- Problem to work on -
Below are the records; give again exactly the line with "Target: blue sky", the line with "Target: black tire", and each line that lies between them, and nothing besides.
━━━━━ Records for the exercise ━━━━━
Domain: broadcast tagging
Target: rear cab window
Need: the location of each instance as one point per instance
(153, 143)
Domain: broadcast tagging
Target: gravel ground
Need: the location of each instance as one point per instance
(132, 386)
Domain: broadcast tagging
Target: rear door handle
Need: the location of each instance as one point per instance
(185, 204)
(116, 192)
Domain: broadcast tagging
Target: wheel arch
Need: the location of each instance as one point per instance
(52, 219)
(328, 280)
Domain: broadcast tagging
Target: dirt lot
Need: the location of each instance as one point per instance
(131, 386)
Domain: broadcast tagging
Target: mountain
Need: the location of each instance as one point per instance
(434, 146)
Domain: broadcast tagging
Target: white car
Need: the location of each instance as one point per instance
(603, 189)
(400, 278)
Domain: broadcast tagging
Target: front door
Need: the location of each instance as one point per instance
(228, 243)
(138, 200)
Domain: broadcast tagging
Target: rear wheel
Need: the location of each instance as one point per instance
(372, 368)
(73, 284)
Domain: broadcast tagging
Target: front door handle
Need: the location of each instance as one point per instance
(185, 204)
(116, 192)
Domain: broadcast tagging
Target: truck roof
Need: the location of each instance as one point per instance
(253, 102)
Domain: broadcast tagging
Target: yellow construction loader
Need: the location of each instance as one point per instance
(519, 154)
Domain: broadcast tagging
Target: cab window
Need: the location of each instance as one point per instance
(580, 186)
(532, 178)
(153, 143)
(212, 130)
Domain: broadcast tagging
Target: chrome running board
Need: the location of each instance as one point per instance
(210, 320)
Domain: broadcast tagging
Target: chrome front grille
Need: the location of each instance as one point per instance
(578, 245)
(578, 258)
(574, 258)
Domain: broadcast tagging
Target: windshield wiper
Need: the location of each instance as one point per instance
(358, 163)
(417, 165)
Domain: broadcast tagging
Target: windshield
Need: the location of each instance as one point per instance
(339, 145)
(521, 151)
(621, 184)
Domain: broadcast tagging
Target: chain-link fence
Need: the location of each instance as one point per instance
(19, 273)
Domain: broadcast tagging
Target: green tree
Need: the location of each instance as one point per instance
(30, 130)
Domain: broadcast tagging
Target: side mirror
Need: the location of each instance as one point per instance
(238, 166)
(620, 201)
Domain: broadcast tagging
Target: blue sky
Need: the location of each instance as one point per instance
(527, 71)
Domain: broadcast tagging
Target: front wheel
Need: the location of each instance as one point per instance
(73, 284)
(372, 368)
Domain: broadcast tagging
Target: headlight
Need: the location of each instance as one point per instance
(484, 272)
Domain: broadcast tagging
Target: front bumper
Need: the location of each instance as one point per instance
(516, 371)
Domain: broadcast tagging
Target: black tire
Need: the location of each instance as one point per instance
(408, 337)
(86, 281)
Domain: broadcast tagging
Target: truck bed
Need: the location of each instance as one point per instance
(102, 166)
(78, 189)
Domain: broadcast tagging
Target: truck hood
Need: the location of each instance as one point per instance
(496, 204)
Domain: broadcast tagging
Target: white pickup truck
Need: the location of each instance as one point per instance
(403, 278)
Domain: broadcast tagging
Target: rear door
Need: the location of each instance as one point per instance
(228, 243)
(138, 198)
━━━━━
━━━━━ Records for the exercise ━━━━━
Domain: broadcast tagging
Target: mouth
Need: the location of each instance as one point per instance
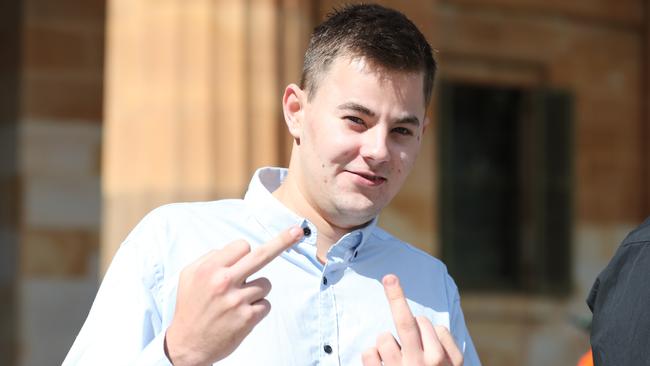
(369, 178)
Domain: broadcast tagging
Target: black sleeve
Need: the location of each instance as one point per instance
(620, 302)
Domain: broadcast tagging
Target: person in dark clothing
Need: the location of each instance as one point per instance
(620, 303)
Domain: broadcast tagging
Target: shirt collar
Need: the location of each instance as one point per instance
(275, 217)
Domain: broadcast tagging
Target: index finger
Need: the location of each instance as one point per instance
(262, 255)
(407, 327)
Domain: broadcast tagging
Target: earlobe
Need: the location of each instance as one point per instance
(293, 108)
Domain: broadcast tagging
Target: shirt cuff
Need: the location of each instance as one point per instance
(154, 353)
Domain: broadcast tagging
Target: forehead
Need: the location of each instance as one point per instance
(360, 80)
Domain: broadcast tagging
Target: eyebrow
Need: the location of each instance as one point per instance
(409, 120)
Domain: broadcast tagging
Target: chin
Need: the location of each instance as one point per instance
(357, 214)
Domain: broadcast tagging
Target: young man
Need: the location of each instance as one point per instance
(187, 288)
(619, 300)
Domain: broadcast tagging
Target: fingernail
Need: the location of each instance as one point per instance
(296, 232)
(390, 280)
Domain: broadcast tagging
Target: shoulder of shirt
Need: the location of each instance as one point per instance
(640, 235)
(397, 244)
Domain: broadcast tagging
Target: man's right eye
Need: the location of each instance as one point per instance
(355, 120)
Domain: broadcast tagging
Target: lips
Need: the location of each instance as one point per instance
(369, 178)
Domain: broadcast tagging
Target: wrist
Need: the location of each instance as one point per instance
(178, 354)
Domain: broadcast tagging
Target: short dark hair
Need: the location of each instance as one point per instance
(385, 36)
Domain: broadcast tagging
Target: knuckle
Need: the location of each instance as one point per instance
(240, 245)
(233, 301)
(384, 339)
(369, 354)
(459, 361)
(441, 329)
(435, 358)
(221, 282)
━━━━━
- Answer below -
Target: blue sky
Need: the location of each instance as one point per instance
(527, 71)
Domain: broadcast tagging
Target: front wheel
Need: the location of each instance as one point per instance
(73, 284)
(372, 368)
Domain: broadcast tagging
Target: headlight
Need: the location of each instance as one point per instance
(484, 272)
Domain: broadcast tagging
Target: front bumper
Need: the location of each instance as one point per instance
(516, 371)
Domain: broadcast tagging
Target: black tire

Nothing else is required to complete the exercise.